BEGIN RECORDS FOR THE EXERCISE

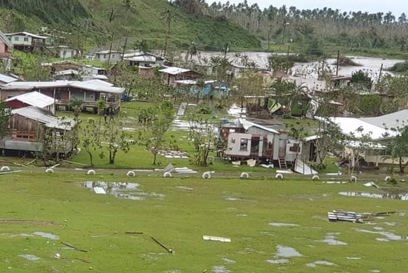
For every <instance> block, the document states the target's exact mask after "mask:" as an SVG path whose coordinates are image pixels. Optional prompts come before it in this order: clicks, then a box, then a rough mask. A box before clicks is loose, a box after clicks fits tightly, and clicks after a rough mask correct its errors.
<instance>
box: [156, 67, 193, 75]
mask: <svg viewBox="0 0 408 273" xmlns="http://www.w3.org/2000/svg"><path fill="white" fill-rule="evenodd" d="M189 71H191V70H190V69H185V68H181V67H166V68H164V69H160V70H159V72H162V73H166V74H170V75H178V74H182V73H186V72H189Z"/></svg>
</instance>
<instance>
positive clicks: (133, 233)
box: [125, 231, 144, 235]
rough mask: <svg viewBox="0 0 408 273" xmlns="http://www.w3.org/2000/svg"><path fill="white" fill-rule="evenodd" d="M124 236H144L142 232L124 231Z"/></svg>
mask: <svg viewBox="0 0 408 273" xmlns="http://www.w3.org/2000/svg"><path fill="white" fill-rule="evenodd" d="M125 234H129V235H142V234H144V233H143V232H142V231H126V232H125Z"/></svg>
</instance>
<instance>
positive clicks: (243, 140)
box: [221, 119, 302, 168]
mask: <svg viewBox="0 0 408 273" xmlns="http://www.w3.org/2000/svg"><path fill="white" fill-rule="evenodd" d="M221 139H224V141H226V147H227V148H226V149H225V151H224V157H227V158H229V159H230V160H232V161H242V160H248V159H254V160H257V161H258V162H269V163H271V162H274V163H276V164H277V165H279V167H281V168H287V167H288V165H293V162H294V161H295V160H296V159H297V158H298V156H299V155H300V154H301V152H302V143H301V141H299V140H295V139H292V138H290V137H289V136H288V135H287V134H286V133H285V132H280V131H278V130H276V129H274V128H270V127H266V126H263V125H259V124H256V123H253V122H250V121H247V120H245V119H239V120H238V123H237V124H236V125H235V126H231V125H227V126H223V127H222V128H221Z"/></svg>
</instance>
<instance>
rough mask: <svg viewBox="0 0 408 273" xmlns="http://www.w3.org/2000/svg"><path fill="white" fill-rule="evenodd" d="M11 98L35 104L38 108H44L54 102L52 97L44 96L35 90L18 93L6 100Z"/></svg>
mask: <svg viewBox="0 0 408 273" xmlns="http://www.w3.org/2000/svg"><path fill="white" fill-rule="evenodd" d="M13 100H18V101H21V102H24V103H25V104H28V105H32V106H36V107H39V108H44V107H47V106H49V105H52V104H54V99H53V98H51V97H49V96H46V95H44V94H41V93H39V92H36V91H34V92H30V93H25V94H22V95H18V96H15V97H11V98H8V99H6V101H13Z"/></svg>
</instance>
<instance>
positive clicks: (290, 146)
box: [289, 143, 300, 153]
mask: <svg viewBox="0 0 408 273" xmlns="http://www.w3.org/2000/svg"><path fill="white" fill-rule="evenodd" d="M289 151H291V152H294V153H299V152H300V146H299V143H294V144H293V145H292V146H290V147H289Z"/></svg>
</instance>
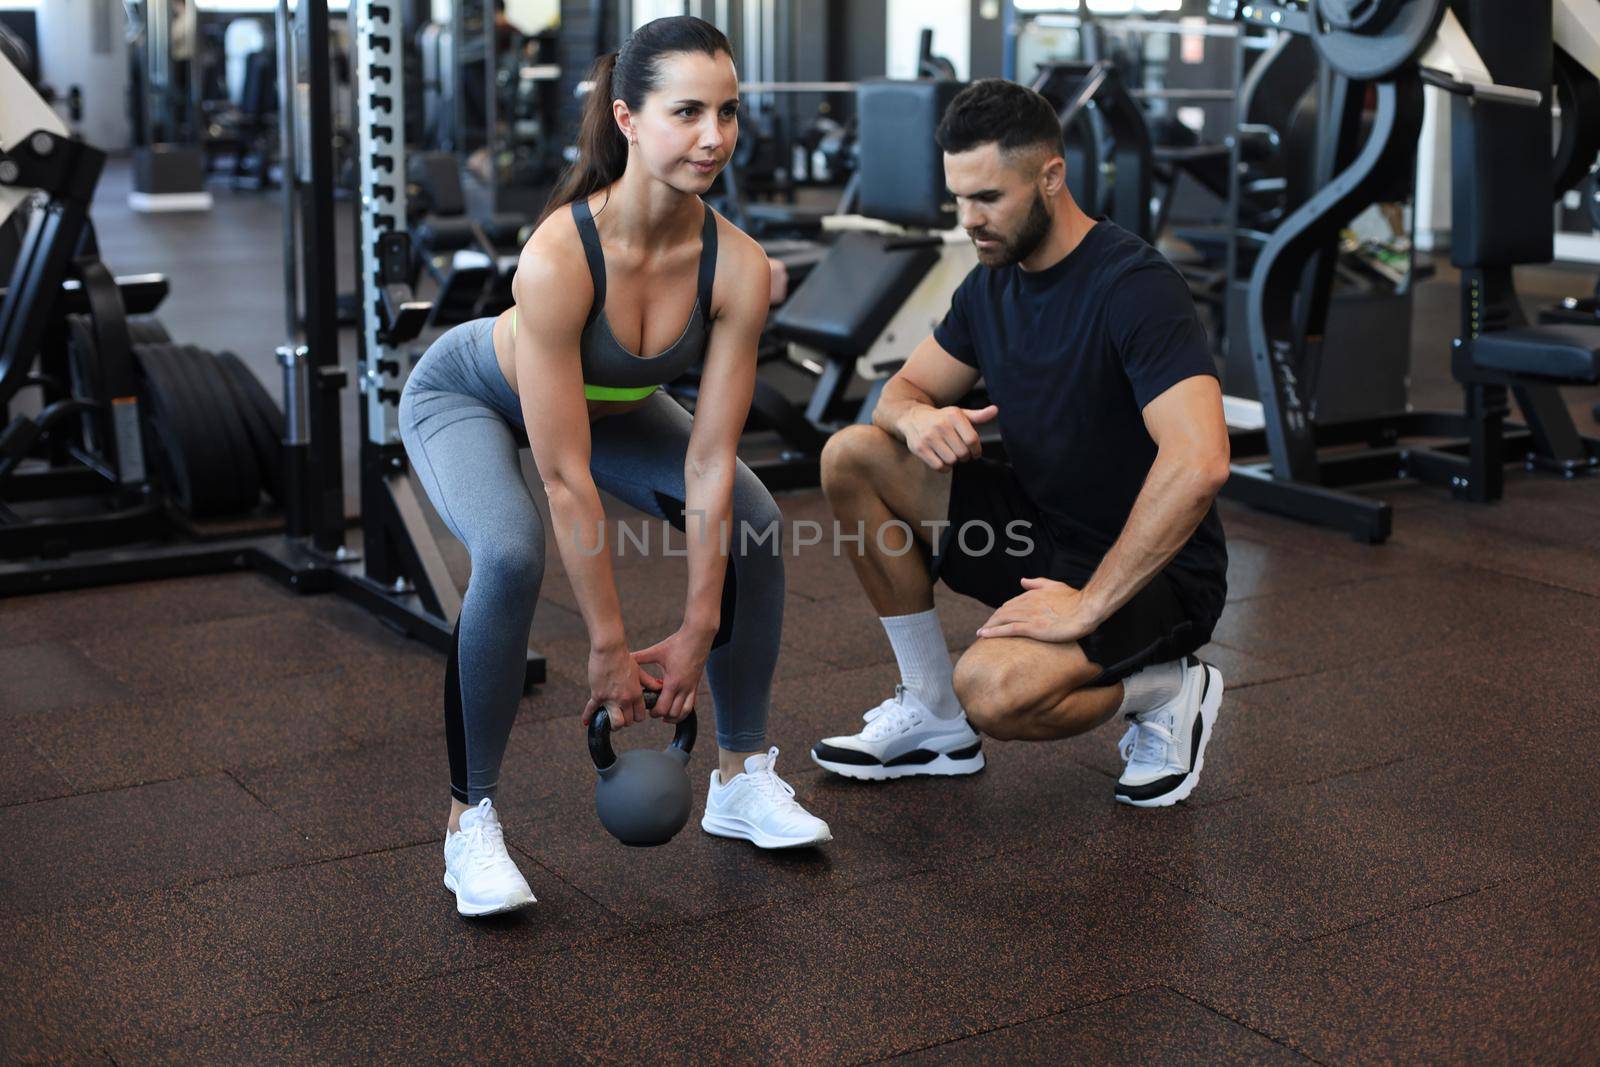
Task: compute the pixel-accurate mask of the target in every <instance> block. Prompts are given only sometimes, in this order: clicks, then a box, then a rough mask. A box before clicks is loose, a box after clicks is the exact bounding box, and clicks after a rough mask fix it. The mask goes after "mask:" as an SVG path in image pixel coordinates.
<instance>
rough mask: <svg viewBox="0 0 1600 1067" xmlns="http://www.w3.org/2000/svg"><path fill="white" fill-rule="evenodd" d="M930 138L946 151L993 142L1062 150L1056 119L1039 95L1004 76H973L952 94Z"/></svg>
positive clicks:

END RECORDS FOR THE EXERCISE

→ **ACTION ITEM**:
Return, unchanged, the lines from the start of the items through the line containing "box: [156, 67, 193, 75]", including both ends. Leave out the pictures.

→ **ANSWER TO THIS PROBLEM**:
For every <instance> block, the document states the target's exact mask after "mask:" as an SVG path whose coordinates are image pixels. Optional prompts come before it in this order: clicks, then a box, then a rough mask. A box before clicks is loose, a box after clicks fits tightly, and clicks after a rough mask correct its errors.
<instance>
box: [156, 67, 193, 75]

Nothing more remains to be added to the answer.